>>>>>
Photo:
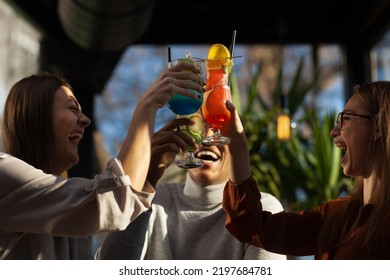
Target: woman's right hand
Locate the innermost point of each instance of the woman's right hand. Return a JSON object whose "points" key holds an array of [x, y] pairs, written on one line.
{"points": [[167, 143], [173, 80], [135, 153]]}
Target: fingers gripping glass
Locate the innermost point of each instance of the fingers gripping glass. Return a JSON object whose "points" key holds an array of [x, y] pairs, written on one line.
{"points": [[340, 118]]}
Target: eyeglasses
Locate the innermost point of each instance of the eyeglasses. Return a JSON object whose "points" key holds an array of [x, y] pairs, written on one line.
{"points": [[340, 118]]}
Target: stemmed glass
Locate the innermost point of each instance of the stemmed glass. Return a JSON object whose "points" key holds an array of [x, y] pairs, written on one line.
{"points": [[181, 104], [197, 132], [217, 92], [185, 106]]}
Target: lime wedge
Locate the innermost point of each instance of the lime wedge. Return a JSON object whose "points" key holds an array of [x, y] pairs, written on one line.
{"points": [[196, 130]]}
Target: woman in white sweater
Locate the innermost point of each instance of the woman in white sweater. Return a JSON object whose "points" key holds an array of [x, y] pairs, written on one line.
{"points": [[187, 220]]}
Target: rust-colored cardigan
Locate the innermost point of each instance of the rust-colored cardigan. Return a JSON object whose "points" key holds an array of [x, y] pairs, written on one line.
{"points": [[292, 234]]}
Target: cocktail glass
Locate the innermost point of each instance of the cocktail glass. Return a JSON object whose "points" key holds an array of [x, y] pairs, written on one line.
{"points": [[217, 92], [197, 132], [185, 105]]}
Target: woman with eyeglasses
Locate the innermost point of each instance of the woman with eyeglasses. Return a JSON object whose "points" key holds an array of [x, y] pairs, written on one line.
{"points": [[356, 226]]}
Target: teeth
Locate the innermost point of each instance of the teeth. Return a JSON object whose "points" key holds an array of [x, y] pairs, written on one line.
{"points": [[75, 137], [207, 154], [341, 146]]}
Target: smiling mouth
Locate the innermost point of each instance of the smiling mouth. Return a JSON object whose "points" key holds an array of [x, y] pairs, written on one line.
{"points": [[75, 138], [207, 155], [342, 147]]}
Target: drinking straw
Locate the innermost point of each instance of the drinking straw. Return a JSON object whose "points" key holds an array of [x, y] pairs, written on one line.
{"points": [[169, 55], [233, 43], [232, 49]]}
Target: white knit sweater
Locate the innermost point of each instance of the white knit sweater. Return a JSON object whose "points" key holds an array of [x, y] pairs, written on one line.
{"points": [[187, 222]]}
<<<<<
>>>>>
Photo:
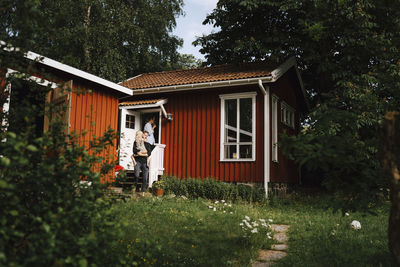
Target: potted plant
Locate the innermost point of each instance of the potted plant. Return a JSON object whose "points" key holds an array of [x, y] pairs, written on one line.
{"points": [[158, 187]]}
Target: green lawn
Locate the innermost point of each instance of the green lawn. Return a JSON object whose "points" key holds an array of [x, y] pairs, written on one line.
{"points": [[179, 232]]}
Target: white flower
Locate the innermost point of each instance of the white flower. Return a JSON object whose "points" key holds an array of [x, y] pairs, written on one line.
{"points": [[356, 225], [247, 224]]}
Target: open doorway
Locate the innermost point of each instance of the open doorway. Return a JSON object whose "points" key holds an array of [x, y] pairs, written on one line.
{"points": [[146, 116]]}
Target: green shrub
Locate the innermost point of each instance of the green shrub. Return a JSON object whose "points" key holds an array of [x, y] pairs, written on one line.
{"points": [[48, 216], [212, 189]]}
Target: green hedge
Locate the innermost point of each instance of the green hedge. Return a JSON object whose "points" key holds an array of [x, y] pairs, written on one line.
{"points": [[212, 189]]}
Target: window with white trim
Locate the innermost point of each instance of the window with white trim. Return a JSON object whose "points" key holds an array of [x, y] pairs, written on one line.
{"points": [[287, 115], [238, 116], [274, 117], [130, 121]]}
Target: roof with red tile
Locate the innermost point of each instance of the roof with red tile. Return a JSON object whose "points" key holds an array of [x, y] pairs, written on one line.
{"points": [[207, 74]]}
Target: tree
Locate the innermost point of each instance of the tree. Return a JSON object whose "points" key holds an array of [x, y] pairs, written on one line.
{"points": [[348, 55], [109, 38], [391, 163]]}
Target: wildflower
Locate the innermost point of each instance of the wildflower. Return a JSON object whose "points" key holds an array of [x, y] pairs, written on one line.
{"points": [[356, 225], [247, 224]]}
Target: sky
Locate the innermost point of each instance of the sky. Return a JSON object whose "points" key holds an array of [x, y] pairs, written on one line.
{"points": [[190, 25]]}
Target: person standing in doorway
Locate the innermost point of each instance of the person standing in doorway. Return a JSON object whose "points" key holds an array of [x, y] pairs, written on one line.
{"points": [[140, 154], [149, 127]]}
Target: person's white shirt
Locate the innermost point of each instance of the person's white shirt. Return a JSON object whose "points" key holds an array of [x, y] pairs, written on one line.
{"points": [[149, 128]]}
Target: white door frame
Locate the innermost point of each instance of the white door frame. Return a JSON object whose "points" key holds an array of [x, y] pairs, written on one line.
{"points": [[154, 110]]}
<<<<<
>>>>>
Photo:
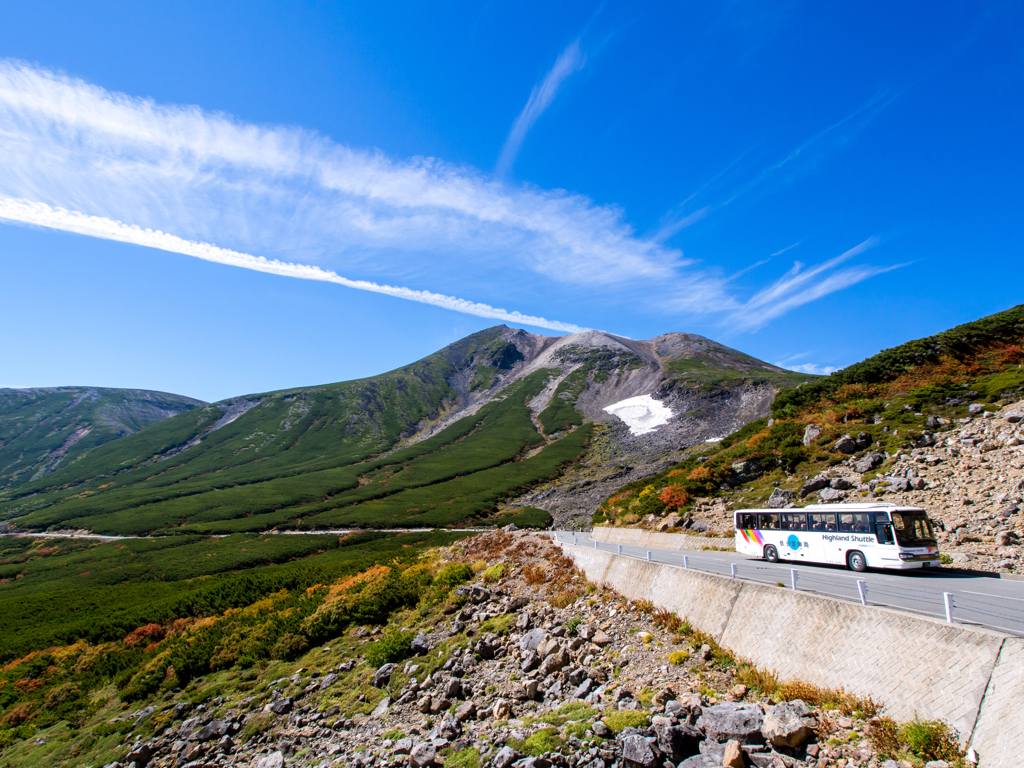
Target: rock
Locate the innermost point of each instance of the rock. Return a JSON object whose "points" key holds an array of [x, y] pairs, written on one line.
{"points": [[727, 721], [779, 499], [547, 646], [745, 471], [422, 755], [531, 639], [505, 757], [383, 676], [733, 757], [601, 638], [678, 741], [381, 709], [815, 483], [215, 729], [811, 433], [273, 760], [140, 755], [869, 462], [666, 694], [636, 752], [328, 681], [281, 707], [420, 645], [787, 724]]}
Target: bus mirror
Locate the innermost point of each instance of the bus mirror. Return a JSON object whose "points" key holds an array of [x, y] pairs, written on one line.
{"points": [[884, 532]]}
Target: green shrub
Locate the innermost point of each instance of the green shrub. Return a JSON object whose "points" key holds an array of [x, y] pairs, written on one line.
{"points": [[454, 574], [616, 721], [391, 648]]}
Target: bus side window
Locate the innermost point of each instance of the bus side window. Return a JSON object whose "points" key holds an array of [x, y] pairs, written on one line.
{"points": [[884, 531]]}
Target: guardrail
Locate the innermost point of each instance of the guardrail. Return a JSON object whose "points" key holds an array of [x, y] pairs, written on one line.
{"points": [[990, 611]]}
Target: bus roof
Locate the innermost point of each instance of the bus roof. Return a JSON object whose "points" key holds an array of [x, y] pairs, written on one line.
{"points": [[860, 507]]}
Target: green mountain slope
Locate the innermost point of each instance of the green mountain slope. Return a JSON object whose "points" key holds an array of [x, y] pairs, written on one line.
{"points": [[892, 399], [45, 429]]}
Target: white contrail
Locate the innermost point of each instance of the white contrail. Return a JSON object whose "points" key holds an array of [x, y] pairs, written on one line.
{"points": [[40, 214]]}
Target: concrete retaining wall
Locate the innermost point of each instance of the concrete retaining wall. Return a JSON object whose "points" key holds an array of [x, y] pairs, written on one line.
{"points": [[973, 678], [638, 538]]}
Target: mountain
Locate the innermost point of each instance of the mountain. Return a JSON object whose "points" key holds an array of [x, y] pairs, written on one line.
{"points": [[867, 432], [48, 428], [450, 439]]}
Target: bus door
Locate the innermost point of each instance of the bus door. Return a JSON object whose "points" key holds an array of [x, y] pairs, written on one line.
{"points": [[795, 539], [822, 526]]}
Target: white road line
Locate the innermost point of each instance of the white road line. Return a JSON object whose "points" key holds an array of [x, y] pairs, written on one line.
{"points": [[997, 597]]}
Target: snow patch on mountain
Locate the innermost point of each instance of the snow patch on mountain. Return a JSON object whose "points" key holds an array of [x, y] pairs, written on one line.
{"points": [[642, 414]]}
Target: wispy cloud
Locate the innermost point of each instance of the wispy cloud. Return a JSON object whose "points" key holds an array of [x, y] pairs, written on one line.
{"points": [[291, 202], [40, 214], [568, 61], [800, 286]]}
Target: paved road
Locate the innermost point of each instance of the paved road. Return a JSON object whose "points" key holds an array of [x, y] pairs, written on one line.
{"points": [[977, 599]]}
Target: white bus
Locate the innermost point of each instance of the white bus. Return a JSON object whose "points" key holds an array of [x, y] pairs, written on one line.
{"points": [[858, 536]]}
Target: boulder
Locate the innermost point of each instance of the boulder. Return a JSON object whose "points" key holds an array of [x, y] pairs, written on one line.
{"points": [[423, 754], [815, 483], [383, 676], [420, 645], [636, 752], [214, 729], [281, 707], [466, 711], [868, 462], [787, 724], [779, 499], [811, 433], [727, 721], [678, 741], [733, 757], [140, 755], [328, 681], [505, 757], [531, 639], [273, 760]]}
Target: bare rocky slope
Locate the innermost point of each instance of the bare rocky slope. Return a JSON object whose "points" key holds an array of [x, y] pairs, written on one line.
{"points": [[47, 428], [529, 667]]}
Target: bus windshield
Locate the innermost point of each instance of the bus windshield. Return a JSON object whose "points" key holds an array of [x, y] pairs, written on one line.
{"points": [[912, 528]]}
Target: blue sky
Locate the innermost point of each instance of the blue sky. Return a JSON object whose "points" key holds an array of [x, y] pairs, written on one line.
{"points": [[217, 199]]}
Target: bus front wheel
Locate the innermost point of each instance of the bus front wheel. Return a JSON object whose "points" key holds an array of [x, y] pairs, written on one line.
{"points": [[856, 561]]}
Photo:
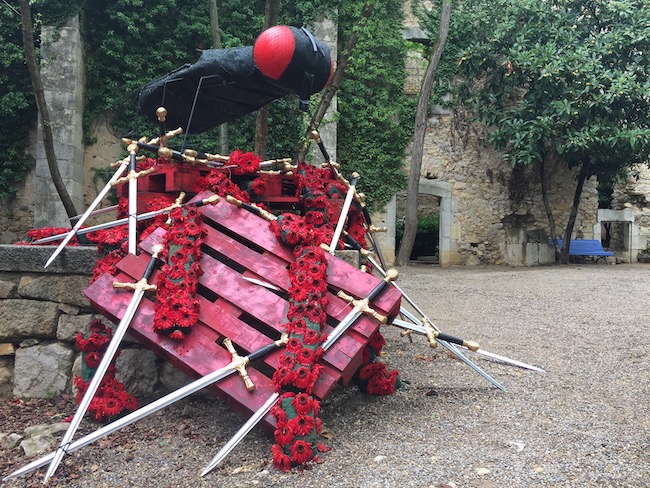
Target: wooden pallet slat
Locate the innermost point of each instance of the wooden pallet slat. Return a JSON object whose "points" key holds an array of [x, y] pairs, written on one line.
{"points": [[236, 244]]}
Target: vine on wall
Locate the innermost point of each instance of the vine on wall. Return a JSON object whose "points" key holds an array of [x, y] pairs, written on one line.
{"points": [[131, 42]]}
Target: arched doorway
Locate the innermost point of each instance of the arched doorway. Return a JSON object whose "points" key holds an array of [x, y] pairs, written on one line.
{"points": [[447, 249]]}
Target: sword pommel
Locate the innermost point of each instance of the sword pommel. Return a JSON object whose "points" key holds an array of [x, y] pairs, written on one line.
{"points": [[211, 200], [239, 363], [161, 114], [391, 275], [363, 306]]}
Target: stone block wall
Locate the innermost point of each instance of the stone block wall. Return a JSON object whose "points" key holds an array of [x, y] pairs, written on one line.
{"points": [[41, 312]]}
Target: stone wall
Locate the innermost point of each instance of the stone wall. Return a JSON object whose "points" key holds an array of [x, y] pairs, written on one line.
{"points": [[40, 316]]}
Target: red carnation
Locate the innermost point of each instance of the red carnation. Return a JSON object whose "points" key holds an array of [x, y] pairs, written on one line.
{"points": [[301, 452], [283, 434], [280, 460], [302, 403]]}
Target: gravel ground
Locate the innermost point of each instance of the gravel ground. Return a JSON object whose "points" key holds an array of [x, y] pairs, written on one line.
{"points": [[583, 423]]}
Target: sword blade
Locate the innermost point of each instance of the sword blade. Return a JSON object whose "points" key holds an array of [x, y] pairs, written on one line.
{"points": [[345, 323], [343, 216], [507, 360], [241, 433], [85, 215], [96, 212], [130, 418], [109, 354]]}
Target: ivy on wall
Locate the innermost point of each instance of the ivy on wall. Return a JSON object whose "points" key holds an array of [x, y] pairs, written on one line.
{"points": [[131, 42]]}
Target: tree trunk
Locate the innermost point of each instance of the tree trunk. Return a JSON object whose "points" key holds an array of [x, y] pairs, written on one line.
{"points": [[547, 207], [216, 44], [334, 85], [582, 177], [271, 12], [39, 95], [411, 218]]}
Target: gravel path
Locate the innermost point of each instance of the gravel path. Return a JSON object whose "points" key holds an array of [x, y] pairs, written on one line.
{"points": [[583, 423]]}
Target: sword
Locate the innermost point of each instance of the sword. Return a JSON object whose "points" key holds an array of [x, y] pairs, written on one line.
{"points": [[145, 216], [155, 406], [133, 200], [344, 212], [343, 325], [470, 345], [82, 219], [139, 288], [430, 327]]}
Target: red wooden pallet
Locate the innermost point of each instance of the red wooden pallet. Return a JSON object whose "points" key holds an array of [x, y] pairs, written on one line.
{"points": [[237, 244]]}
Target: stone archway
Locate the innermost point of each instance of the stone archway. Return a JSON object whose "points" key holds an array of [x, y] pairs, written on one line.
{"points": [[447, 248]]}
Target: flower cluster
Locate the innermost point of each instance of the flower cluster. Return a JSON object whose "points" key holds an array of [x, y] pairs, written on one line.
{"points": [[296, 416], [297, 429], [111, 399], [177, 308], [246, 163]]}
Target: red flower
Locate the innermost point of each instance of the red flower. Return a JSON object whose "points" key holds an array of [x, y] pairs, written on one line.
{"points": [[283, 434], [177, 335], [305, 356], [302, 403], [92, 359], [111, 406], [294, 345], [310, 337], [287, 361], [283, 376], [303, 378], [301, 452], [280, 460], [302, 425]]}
<<<<<
» Instruction: Copy out each line of the rows above that contains the word "smiling". Keep every other line out.

» Task answer:
Target: smiling mouth
Locate the innermost point of each instance of the smiling mouth. Return a JSON object whose "points" key holds an array of [x, y] pairs, written on one line.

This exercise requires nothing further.